Spears v. State, 321 Ark. 504, 905 S.W.2d 828 (1995)

Sept. 11, 1995 · Arkansas Supreme Court · CR 94-1389
321 Ark. 504, 905 S.W.2d 828

Mildred SPEARS v. STATE of Arkansas

CR 94-1389

905 S.W.2d 828

Supreme Court of Arkansas

Opinion delivered September 11, 1995

*505 McCullough Law Firm, by: R.S. McCullough, for appellant.

Winston Bryant, Att’y Gen., by: Joseph V Svoboda, Asst. Att’y Gen., for appellee.

Robert H. Dudley, Justice.

A jury found appellant Mildred Spears guilty of capital murder and conspiracy to commit capital murder. The trial court sentenced her to life imprisonment without parole for the capital murder. We affirm the judgment of conviction.

*506Blytheville police were summoned to the Chickasaw Courts apartments at 1:14 a.m., November 9, 1993, where they found Vernon Gray’s corpse lying outside Bernita Webb’s apartment. Gray, who was appellant’s live-in companion, had been shot twice in the head. Appellant, who was inside Bernita Webb’s apartment, had heard the two shots and saw her companion’s body on the ground outside the apartment, and told the police that she and Gray had come to Blytheville from Milwaukee, Wisconsin, and that someone had been threatening him since their arrival. She stated that immediately before the murder she and Gray walked out of Webb’s apartment to get some clothes from their car when someone stopped Gray and asked if they knew each other. Gray said they had met at the Top Spot night club. She stated that she went back into Webb’s apartment and heard the sound of the two gunshots.

Later that same morning appellant gave the first of two additional statements in which she admitted that she had contracted to have Gray shot. In the first statement she said that she and Gray lived with their child and another child she had by a prior marriage and that he had abused all of them over a two-and-a-half year period, and the abuse was so serious it caused her to lose custody of the children. She stated that on one occasion Gray shot her, and as a result she was forced to go to a women’s shelter. She said that he took her money, once beating her because of a dispute over fifty cents, and that he took her car from her. She stated that he would not allow her to leave.

================

Stated goal 1. List every person named in the court opinion.

Data entries.

================

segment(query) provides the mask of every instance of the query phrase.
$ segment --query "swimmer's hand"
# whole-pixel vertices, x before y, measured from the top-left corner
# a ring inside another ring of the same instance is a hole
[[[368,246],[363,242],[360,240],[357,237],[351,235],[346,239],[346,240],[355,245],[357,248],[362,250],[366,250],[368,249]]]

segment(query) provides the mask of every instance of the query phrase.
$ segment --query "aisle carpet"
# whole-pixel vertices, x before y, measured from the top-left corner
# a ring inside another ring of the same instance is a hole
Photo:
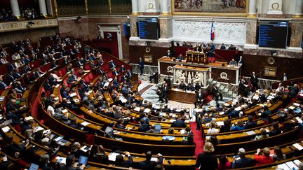
[[[198,157],[198,155],[203,152],[203,141],[201,135],[201,131],[196,130],[196,123],[194,122],[190,122],[190,126],[194,134],[194,141],[196,143],[195,155]]]

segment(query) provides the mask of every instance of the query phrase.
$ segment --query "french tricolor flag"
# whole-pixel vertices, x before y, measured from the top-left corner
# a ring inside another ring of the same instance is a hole
[[[213,22],[212,22],[212,27],[210,30],[210,40],[213,41],[215,39],[215,28],[213,27]]]

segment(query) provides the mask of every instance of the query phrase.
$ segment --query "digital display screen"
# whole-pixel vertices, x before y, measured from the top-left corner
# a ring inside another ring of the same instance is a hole
[[[259,46],[285,48],[288,22],[262,21],[259,30]]]
[[[159,38],[158,18],[140,18],[138,31],[140,38],[157,40]]]

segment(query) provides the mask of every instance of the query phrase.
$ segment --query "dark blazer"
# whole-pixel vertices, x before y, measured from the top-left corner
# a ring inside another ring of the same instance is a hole
[[[236,160],[232,164],[231,167],[235,168],[245,168],[248,167],[252,167],[255,165],[255,162],[250,157],[243,157],[240,160]]]
[[[185,122],[181,120],[176,120],[176,121],[173,122],[171,125],[172,127],[187,127]]]
[[[199,95],[199,93],[198,92],[196,94],[196,99],[197,101],[198,101],[198,100],[200,100],[200,101],[201,101],[203,99],[204,99],[204,94],[202,92],[201,94],[201,95]]]
[[[200,167],[202,169],[217,169],[217,160],[215,155],[211,153],[200,153],[198,155],[196,162],[196,167]]]
[[[163,157],[159,157],[158,162],[144,160],[139,162],[139,168],[144,170],[152,170],[157,164],[162,164]]]
[[[257,126],[257,122],[255,121],[248,122],[245,126],[245,129],[251,129]]]

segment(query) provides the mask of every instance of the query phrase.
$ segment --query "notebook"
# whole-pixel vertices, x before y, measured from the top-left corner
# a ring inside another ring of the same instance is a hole
[[[84,157],[84,156],[80,155],[80,157],[79,157],[79,164],[86,165],[87,161],[88,161],[88,157]]]
[[[30,167],[29,167],[29,170],[38,170],[38,169],[39,169],[38,164],[35,164],[32,163]]]

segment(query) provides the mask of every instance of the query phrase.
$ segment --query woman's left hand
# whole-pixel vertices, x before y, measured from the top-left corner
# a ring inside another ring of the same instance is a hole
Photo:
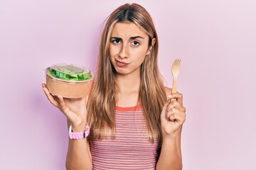
[[[179,93],[172,94],[169,96],[161,113],[161,127],[163,137],[174,135],[185,120],[186,108],[183,106],[182,94]]]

================

Stated goal 2. Copy the rows from the first one through the line holding "[[[159,38],[158,18],[140,18],[138,31],[140,38],[157,40]]]", inclusive, request lines and all. Multiply every polygon coordinate in the answers by 2.45 and round to whole numbers, with halves rounding up. Omit the pictures.

Final result 1.
Mildred Spears
R.S. McCullough
Winston Bryant
Joseph V Svoboda
Robert H. Dudley
Vernon Gray
Bernita Webb

Final result 2.
segment(query) provides the mask of every instance of the query phrase.
$ segment --query "swimmer's hand"
# whole-pixel vertices, x before y, measured from the top-left corner
# a ring inside another ring of the same instance is a hole
[[[902,603],[889,593],[882,588],[875,581],[860,576],[848,586],[848,588],[870,600],[875,608],[887,613],[897,613],[902,610]]]

segment(query) provides the mask of every instance of the query phrase.
$ segment --query "aisle carpet"
# whole-pixel vertices, x before y, measured from the top-left corner
# a ring inside another ring of the same instance is a hole
Photo:
[[[485,385],[485,380],[497,372],[497,345],[492,331],[492,321],[480,319],[480,301],[475,299],[466,299],[466,309],[475,328],[475,345],[480,350],[478,380]]]

segment(query) provides the mask of every instance of the query phrase.
$ segment --query "french tricolor flag"
# whole-pixel vertices, x before y, measured from the top-left corner
# a ring inside another ring of the same instance is a hole
[[[522,54],[519,54],[519,66],[515,74],[515,98],[522,100],[527,96],[527,69],[522,66]]]

segment(query) provides the mask of every instance of the query phrase.
$ segment --query "digital display screen"
# whole-pixel vertices, x before y, measured from the top-left corner
# a ring inside another ring of the same instance is a hole
[[[635,113],[698,118],[706,54],[642,51],[635,74]]]
[[[390,93],[387,44],[343,44],[338,76],[343,93],[385,98]]]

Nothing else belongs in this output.